-- WHAT THE TASK ASKS --
Report each line of the material below that contains the word "sports", copying every such line in full. Letter case matters.

[Position identification material]
_ _ _ _

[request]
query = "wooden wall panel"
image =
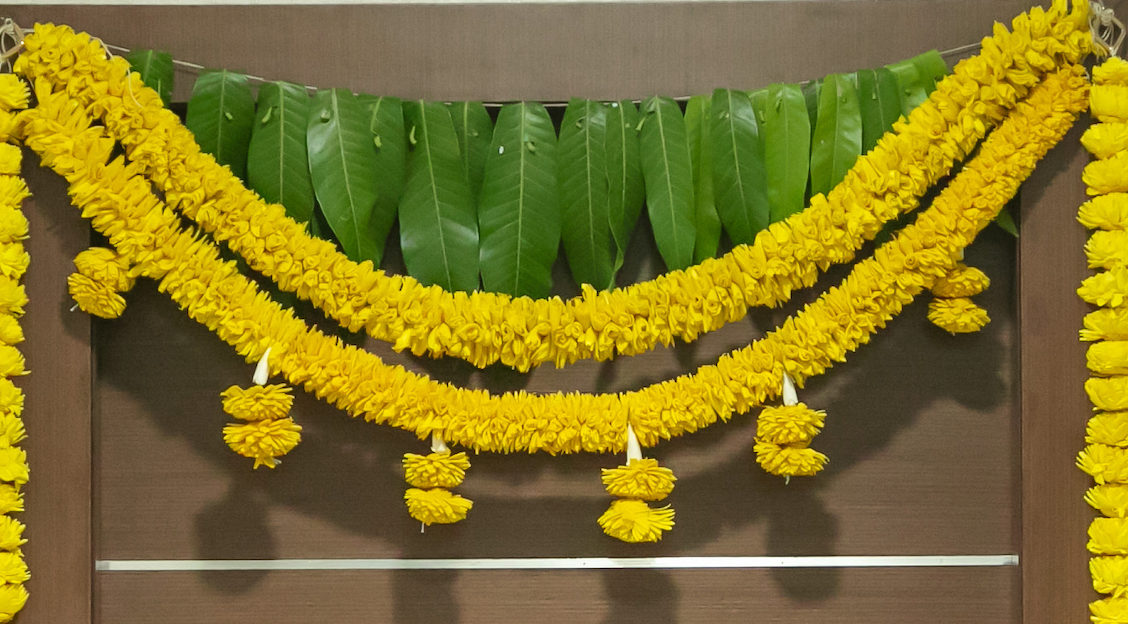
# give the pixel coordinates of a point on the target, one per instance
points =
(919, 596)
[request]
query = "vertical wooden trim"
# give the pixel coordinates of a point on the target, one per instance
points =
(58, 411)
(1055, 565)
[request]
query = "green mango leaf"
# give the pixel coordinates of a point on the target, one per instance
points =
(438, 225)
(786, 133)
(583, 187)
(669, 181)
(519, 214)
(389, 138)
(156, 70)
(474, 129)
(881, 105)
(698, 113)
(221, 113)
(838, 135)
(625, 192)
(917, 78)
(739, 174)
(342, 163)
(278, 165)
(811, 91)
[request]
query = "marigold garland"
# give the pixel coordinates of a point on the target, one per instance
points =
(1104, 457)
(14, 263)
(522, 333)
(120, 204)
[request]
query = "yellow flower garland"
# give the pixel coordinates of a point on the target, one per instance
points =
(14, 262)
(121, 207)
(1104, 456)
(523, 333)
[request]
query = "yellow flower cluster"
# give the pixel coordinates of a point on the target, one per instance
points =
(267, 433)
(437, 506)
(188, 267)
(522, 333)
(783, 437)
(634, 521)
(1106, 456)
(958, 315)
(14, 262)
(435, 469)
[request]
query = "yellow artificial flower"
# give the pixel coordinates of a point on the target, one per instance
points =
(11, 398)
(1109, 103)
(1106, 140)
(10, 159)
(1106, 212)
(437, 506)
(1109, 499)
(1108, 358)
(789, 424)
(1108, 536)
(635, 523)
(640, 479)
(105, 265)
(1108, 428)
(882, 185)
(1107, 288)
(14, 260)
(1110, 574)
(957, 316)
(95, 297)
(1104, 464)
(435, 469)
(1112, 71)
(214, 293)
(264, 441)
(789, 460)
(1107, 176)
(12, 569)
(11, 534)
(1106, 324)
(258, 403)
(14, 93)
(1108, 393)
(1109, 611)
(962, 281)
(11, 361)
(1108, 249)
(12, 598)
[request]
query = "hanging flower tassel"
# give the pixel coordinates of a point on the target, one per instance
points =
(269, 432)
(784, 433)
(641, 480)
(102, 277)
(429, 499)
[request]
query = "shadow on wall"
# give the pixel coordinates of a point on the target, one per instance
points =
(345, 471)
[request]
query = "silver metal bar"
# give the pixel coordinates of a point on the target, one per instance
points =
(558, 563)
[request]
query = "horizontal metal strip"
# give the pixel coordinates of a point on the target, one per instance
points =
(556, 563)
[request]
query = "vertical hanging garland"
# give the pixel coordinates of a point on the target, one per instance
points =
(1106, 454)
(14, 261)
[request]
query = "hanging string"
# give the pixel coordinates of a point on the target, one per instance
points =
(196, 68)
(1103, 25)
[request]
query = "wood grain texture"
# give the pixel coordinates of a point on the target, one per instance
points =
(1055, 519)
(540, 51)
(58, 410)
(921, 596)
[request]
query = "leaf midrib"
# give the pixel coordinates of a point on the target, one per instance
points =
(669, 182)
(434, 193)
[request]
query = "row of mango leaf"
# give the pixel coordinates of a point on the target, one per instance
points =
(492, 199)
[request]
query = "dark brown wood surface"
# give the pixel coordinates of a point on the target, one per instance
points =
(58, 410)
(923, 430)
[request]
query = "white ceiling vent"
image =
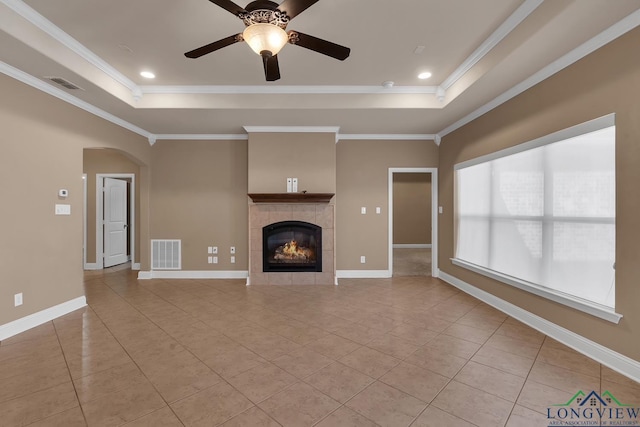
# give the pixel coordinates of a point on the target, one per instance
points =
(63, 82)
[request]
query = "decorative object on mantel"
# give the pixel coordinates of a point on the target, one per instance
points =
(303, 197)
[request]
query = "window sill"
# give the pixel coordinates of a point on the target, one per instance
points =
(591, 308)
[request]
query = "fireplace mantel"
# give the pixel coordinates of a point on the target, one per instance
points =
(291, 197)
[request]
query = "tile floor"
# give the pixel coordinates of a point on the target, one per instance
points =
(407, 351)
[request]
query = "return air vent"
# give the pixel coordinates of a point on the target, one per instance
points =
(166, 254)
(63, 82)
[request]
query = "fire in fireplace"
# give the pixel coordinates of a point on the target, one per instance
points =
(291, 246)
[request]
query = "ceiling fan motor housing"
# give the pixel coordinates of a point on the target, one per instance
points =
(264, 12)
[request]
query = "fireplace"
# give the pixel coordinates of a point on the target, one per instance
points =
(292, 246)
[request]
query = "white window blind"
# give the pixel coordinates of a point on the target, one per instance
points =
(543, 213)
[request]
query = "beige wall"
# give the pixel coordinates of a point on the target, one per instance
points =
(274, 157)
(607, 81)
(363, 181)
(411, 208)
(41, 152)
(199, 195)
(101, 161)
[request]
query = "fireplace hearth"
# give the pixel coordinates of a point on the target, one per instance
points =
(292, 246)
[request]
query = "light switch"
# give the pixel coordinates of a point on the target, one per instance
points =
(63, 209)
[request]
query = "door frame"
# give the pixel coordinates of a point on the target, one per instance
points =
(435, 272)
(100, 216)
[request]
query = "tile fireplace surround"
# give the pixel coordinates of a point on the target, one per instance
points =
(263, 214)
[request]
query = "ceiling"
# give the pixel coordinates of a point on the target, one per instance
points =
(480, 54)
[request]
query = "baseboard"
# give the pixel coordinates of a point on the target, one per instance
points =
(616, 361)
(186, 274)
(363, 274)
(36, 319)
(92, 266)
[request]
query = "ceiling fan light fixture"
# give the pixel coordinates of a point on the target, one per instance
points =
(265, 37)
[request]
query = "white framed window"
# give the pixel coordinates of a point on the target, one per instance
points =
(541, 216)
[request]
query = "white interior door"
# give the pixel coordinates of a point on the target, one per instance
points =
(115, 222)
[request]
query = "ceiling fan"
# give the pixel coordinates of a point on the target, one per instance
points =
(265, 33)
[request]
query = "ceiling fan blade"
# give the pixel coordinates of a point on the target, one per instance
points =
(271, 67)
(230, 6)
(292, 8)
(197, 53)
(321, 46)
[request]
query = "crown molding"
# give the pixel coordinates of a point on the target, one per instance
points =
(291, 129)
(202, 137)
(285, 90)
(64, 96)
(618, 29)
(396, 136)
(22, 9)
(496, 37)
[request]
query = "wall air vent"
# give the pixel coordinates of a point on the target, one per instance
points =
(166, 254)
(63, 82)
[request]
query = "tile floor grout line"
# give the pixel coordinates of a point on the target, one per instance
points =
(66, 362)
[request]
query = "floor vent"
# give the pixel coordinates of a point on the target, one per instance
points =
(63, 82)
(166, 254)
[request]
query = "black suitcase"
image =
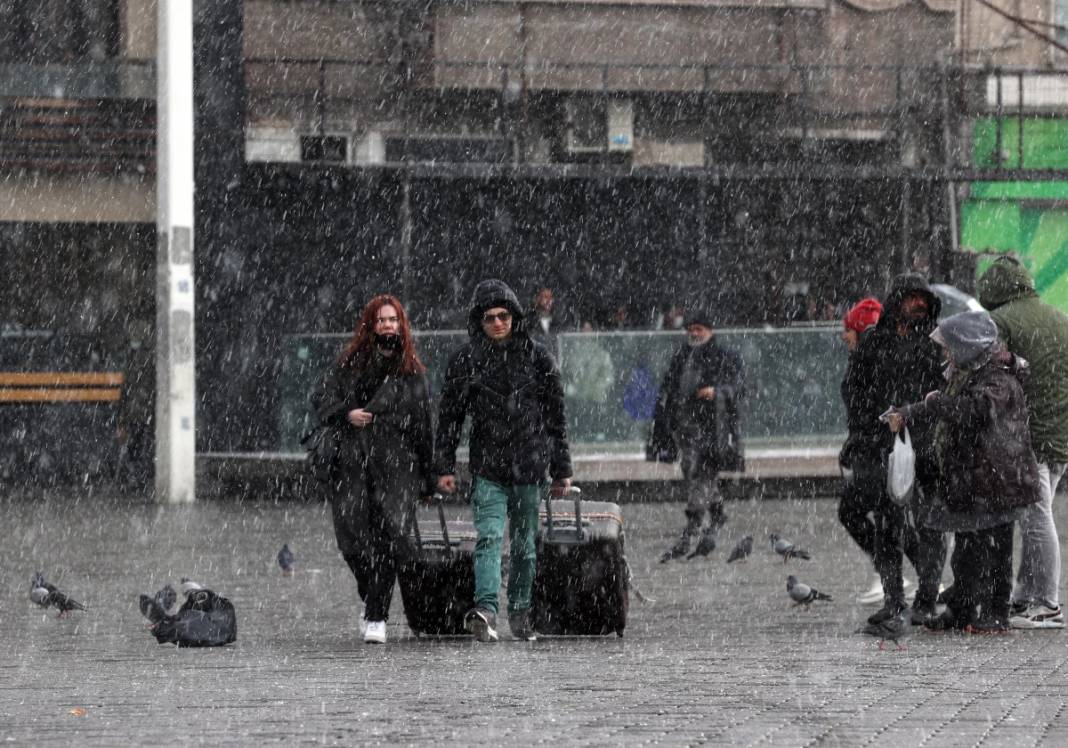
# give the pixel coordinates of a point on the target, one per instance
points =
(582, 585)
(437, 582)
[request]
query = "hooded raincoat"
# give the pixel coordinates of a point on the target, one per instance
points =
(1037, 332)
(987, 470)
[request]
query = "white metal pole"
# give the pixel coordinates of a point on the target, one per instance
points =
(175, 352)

_ _ _ _

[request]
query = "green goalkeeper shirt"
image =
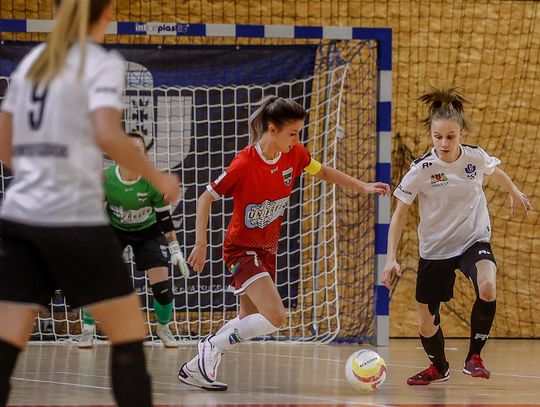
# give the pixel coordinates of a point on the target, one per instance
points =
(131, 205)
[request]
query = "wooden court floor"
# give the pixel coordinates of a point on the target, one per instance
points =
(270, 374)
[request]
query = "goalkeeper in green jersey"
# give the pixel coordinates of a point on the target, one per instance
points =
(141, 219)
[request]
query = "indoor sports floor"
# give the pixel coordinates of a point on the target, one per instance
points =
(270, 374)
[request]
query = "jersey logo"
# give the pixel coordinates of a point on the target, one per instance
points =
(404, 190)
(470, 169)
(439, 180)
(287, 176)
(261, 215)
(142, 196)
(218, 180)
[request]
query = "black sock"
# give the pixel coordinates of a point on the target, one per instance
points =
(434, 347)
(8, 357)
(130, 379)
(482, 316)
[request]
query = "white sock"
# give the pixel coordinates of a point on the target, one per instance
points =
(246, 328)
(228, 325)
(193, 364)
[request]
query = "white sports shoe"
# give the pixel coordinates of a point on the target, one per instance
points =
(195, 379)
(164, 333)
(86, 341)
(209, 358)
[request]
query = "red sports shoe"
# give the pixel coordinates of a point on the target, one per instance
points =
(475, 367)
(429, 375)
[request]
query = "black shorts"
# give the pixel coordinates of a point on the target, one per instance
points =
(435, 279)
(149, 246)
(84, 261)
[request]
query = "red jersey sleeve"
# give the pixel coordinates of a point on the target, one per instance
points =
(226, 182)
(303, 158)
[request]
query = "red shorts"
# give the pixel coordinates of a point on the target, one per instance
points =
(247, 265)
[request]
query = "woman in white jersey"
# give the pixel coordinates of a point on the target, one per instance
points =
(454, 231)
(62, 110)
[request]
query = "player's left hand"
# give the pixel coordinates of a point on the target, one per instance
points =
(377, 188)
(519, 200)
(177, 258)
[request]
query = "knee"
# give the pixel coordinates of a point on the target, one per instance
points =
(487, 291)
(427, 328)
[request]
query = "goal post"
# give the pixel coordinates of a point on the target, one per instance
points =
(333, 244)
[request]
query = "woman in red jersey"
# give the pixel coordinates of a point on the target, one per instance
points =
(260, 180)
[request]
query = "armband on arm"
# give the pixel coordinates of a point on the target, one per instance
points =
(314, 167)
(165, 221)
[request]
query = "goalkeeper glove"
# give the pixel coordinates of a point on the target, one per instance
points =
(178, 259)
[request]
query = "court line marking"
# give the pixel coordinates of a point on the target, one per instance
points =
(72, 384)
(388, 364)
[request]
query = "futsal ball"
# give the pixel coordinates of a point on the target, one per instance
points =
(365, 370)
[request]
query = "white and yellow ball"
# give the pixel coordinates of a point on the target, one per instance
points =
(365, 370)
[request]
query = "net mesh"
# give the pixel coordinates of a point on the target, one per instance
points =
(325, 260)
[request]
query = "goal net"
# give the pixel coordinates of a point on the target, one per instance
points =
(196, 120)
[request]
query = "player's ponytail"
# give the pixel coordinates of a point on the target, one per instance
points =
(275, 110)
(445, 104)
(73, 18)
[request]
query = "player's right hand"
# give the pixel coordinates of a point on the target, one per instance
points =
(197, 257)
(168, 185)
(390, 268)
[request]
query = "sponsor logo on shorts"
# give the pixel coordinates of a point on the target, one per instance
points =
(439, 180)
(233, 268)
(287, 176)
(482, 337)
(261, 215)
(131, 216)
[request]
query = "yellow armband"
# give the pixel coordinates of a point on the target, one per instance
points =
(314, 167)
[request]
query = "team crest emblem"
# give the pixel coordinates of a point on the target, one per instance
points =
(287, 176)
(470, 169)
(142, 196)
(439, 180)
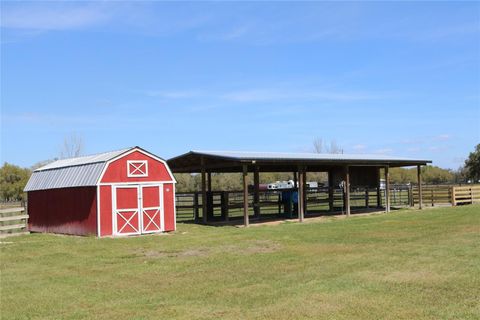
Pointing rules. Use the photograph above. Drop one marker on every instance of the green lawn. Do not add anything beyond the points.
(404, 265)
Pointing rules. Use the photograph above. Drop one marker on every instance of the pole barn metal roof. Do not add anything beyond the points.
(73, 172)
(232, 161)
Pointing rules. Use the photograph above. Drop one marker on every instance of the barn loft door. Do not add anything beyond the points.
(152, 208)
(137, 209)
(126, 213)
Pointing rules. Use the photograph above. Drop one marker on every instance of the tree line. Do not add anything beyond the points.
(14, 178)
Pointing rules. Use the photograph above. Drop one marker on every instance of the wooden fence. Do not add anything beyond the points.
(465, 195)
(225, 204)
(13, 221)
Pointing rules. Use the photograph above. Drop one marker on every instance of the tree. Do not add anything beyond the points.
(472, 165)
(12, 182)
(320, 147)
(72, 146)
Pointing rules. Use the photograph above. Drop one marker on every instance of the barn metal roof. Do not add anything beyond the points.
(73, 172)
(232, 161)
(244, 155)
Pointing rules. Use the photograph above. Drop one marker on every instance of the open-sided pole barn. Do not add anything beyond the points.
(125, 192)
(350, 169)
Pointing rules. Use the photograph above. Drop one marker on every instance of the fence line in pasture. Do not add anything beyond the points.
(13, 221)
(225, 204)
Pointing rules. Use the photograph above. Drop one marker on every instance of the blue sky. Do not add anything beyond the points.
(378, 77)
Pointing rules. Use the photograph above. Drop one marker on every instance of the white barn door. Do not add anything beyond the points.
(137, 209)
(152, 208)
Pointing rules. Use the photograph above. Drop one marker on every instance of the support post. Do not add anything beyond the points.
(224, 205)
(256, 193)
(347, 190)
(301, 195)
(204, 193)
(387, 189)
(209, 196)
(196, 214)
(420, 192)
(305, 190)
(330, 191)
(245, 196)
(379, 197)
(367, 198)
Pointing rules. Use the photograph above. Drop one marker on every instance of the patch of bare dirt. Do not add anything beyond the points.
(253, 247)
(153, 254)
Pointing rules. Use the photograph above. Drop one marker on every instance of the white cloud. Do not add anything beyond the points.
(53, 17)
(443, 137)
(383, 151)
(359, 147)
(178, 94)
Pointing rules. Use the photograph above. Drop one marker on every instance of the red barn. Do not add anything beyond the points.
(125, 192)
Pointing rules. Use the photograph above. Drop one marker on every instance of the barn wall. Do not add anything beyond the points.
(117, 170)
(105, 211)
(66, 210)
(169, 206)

_ _ _ _

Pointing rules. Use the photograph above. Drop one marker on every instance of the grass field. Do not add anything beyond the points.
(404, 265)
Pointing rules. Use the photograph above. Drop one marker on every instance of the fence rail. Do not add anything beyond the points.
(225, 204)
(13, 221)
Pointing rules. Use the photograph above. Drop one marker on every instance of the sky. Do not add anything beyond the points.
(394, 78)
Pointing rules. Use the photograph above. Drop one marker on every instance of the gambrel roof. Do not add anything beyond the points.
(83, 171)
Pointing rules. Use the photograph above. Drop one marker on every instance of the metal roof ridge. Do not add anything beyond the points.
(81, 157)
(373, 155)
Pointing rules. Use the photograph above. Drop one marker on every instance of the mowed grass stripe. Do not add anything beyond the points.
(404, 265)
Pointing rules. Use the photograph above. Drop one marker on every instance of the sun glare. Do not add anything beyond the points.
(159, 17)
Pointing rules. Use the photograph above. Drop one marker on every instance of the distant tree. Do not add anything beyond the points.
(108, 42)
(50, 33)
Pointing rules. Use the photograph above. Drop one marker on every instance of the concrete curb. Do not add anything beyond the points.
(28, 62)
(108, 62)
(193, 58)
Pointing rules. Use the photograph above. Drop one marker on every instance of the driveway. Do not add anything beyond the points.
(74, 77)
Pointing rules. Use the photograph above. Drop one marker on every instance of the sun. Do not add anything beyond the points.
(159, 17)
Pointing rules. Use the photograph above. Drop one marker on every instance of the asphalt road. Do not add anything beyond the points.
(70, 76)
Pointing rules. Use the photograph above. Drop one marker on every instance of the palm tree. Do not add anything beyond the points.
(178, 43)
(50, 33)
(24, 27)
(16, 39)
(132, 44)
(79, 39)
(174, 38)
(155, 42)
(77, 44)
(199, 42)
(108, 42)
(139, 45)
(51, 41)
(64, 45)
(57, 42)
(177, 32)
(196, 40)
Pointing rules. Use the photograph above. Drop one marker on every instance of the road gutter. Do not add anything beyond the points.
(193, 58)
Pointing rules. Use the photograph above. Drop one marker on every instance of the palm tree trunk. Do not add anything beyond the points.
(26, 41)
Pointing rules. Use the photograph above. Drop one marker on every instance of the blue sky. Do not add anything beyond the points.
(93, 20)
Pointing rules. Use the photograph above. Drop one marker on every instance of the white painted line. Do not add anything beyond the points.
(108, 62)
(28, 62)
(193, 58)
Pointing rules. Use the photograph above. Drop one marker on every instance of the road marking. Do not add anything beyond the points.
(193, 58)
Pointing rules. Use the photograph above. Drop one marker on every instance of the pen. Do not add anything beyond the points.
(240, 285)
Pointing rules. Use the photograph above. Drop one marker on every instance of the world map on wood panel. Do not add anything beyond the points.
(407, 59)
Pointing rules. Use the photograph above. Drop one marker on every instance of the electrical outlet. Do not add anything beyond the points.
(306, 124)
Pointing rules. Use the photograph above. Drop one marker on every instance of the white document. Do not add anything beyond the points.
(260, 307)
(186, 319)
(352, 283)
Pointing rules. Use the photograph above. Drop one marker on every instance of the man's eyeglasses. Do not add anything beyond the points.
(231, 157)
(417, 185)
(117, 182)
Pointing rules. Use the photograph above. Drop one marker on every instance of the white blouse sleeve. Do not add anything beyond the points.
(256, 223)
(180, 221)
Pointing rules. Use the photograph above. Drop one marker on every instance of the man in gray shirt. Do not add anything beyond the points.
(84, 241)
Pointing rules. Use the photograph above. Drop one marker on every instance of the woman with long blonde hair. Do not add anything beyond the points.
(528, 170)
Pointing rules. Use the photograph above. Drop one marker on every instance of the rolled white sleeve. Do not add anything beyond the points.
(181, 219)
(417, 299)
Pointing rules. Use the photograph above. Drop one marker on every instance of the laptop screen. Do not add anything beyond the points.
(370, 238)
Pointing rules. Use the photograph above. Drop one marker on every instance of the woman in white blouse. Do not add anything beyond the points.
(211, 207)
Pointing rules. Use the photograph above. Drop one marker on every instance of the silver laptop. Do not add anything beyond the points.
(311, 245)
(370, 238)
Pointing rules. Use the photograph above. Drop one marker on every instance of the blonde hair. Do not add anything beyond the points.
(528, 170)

_ _ _ _

-- REPLY --
query = "indoor sports floor"
query = "white sports shoe"
query = "red sports shoe"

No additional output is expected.